_YOUR OBJECTIVE:_ Rewrite the records below, changing every "green window shutter" to "blue window shutter" and keeping everything else the same.

_DATA EXTRACT:_

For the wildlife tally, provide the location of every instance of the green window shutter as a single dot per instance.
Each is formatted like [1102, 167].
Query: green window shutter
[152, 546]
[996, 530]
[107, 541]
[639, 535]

_RESPONSE TO THIS TASK:_
For the wildlife tally, provide the location of every instance of the blue window shutter as a single dot per instance.
Each is formatted like [1102, 167].
Query: blue window shutter
[152, 546]
[996, 530]
[107, 541]
[639, 535]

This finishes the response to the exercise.